[Referring expression data]

BEGIN

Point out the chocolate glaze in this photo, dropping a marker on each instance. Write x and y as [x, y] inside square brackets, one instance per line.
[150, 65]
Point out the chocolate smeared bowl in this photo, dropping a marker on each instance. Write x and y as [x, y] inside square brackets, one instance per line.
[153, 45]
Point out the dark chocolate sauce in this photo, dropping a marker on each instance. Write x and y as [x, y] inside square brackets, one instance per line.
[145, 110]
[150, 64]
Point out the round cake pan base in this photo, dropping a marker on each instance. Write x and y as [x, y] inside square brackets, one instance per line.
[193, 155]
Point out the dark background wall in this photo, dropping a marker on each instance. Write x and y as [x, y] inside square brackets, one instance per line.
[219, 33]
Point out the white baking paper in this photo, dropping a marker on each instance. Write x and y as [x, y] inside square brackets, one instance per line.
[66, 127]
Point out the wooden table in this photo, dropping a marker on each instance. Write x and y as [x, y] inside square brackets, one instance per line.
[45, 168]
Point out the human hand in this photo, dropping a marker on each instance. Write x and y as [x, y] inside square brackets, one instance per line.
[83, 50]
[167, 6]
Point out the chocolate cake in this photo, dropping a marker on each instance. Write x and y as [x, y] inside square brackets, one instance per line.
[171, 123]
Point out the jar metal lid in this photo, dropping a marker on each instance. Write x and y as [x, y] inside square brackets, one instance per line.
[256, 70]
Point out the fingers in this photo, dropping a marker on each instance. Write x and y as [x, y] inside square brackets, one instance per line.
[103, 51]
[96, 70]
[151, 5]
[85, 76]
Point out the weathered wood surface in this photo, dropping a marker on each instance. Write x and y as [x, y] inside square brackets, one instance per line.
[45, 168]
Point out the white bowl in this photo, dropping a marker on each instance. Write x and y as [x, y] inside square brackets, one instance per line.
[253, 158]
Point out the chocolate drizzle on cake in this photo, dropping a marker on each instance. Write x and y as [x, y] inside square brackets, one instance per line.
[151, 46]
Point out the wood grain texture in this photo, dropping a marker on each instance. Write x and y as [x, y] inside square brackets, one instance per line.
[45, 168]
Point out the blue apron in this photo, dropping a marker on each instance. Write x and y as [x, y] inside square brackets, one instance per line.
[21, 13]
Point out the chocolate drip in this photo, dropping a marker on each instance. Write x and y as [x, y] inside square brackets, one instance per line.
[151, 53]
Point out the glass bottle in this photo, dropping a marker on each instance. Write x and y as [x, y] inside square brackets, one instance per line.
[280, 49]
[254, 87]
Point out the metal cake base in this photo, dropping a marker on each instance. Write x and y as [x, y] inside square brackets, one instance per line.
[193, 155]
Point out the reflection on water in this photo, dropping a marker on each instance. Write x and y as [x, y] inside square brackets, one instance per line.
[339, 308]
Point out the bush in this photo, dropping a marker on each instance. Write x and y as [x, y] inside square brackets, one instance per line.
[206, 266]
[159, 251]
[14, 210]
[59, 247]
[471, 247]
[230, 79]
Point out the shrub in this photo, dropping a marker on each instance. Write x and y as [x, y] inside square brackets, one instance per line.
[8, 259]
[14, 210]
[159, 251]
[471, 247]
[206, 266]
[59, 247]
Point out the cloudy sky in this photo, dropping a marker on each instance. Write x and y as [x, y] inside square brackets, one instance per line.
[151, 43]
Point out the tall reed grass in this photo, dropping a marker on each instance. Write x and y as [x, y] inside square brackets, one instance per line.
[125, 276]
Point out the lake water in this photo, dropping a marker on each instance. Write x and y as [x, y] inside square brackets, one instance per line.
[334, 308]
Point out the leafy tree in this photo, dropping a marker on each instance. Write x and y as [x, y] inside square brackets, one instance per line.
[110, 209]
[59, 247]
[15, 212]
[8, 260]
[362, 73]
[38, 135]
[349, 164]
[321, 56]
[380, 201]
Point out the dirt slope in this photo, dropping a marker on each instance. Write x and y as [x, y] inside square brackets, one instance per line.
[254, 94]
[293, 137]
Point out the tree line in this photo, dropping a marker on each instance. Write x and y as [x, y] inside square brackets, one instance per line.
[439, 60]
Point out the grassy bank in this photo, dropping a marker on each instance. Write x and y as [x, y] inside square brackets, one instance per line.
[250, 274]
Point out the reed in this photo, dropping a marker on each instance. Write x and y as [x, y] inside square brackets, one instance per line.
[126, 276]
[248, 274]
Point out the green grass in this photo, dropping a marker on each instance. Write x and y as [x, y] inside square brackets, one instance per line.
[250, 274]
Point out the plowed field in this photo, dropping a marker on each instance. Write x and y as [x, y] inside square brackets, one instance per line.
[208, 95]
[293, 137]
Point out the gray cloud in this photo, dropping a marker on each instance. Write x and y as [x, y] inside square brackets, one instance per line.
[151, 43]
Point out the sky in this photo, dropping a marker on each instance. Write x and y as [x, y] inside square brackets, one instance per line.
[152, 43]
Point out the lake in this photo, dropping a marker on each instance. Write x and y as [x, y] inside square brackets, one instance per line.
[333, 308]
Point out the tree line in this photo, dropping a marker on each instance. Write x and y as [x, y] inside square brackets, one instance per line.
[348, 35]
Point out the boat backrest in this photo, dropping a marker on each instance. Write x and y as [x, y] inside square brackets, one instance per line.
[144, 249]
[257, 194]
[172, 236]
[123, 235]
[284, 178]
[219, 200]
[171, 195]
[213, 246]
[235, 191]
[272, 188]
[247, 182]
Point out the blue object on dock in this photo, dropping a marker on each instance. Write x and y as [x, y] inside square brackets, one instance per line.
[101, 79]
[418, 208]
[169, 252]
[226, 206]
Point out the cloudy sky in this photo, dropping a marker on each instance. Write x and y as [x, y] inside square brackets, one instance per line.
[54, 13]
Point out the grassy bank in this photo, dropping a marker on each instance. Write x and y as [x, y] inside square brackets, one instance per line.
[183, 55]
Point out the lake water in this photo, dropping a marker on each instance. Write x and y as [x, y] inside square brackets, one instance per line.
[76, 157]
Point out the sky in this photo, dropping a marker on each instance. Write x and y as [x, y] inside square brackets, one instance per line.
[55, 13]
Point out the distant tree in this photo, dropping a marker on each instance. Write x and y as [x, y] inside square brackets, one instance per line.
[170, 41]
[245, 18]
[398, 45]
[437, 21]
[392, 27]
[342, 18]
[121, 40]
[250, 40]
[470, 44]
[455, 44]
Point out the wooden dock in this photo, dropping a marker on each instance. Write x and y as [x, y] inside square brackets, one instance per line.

END

Aim of the task:
The full set of entries must be restated exactly, with none omitted.

Exercise solution:
Point out the chocolate glaze in this photo, dropping a marker on each instance. Write x and y as [x, y] inside square brackets, one instance per line.
[150, 65]
Point out the chocolate smeared bowl in this photo, dropping a marker on each instance. Write x and y as [x, y] inside square brackets, one instance per line.
[153, 45]
Point out the dark chocolate sauce in this photo, dropping a marker on each instance. Write x and y as [x, y] inside square brackets, one instance per line.
[145, 110]
[150, 64]
Point out the round cake pan base in this photo, dropping a marker on each instance. Write x and y as [x, y] inside square brackets, one instance per line.
[193, 155]
Point out the dark background wall in this photo, dropping a marker on each instance. Write x and y as [x, y] inside square brackets, one instance per line.
[219, 33]
Point out the white baking paper in this photo, dropping a marker on each instance. Write x and y as [x, y] inside square brackets, one instance per line.
[66, 127]
Point out the wooden table in this photo, dropping a marker on each instance. Write x and y as [x, y] inside square brackets, one instance per line.
[45, 168]
Point out the human hand in this photo, dropping a marker on each instance. Write x and y as [x, y] inside square brackets, one instance per line.
[83, 50]
[167, 6]
Point out the chocolate cake in this photo, dropping a marker on each instance. Write x and y as [x, y] inside square brackets, one instance per line.
[171, 123]
Point out the jar metal lid in this photo, dropping a marker on each instance. Write x and y as [x, y] inside square brackets, one instance per line.
[256, 70]
Point out the fingers in this photo, dropping a marker on each instance. Write x and y as [x, y] inside square brackets, one instance per line.
[103, 51]
[96, 70]
[151, 5]
[85, 76]
Point out the weathered wood surface in this photo, dropping a marker on each instance. Write x and y as [x, y] inside square brackets, one instance per line.
[45, 168]
Point out the white bowl in this photo, dropping a marker on each instance. Write x and y as [x, y] inside square brackets, one instance per line.
[253, 158]
Point out the chocolate drizzle on cake in this photo, dropping a marker on each instance. Write x and y as [x, y] inside square brackets, one instance per line.
[151, 46]
Point out the wood grain texture in this photo, dropping a marker on each instance. Write x and y as [x, y] inside square brackets, one instance per line.
[45, 168]
Point out the blue apron in this photo, dropping a marker on each instance. Write x and y as [x, y] inside square brackets, one instance per line.
[21, 13]
Point out the chocolate drip in this photo, dropping a marker on each instance. Write x and y as [x, y] inside square brackets, one instance per line.
[151, 53]
Point out the glass bottle in this photo, dropping a marker on each instance. Write x and y as [x, y] inside square brackets, one instance per line.
[280, 49]
[254, 87]
Point out the metal cake base in this photo, dropping a marker on each instance. Write x and y as [x, y] inside square brackets, one instance per line.
[193, 155]
Point out the reflection on water in this photo, dropping a marker on each instance. Write x and y as [x, y] inside square brackets, one instance per line.
[339, 308]
Point out the bush in this photo, dropping a marker on each instance. Write x and y as [x, y] inside square brackets, one instance per line.
[206, 266]
[159, 251]
[14, 210]
[59, 247]
[471, 247]
[230, 79]
Point out the shrub in this photo, dropping a marker on each instance. Write x and y as [x, y] inside square brackets, one instance per line.
[8, 259]
[14, 210]
[159, 251]
[471, 247]
[206, 266]
[59, 247]
Point out the cloudy sky in this photo, dropping a marker on each instance. Write x and y as [x, y] inside square brackets, one instance per line.
[151, 43]
Point out the tall reed grass in this photo, dropping a marker on each instance. Write x and y as [x, y] inside square brackets, one instance per line.
[125, 276]
Point out the lake water in this photo, dropping a marker on each instance. Write x and y as [x, y] inside square brackets, one instance per line.
[334, 308]
Point out the leafy tree in this photo, dropping a marker on each instance. Write x and y as [x, y] inside square brackets, one instance per line.
[110, 209]
[59, 247]
[15, 212]
[8, 260]
[362, 73]
[38, 135]
[349, 164]
[321, 56]
[380, 201]
Point out the dirt slope in this photo, dropping a marker on each instance. Write x and y as [x, y] inside square brackets, one instance per line.
[254, 94]
[293, 137]
Point out the tree line in this photo, dropping a marker on each instance. Write x and y as [x, y] inside square brackets, one instance per line.
[439, 60]
Point out the grassy bank in this photo, dropping a marker on each instance. Write x and y as [x, y] inside square brackets, one instance per line.
[250, 274]
Point out the reed in this photo, dropping a marker on each instance. Write x and y as [x, y] inside square brackets, one instance per line.
[126, 276]
[248, 274]
Point out the green grass in this photo, dropping a marker on each instance. Write x and y as [x, y] inside square brackets, one instance per line.
[250, 274]
Point out the plowed field in this photo, dropping a marker on each instance. Write x and y as [x, y] inside square brackets, one instance per line.
[208, 95]
[293, 137]
Point out the gray cloud in this photo, dropping a marker on each instance. Write x and y as [x, y] inside square brackets, one instance per line.
[151, 43]
Point out the sky in this photo, dropping a marker on each instance. Write x and y as [x, y] inside square brackets, one instance per line.
[152, 43]
Point out the lake in this photo, dropping a marker on each instance. Write x and y as [x, y] inside square brackets, one instance per line.
[333, 308]
Point out the tree line in this photo, dropping a marker on each instance. Write x and y as [x, y] inside square brackets, one instance per line.
[348, 35]
Point out the boat backrest in this photo, dropping a marker on each instance. Write x and y as [x, y] inside square brackets, one instance per line.
[144, 249]
[257, 194]
[172, 236]
[123, 235]
[284, 178]
[219, 200]
[171, 195]
[213, 246]
[235, 191]
[272, 188]
[247, 182]
Point out the blue object on dock in this photo, dropping a marker on each instance. Write x and y as [x, y] inside square brackets, one instance per line.
[101, 79]
[418, 208]
[169, 252]
[226, 206]
Point out the cloudy sky in this photo, dropping a marker on each instance. Write x and y as [x, y] inside square brackets, one instance per line.
[54, 13]
Point out the grassy bank in this photo, dropping a marker on each instance. Write x and y as [x, y] inside square brackets, one instance per line.
[183, 55]
Point out the lake water in this photo, dropping a marker on each instance. Write x and y as [x, y] inside square brackets, one instance per line.
[76, 157]
Point out the sky in this photo, dropping a marker on each instance. Write x and y as [x, y] inside square brackets, one instance per line.
[55, 13]
Point out the distant tree in this photo, dropping a marker on each instance. Write x and y as [x, y] inside square brackets, one instance per line.
[170, 41]
[245, 18]
[398, 45]
[437, 21]
[392, 27]
[342, 18]
[121, 40]
[250, 40]
[470, 44]
[455, 44]
Point out the wooden dock in this photo, dropping a marker on each instance. Write x and y as [x, y] inside square brackets, one instance per line.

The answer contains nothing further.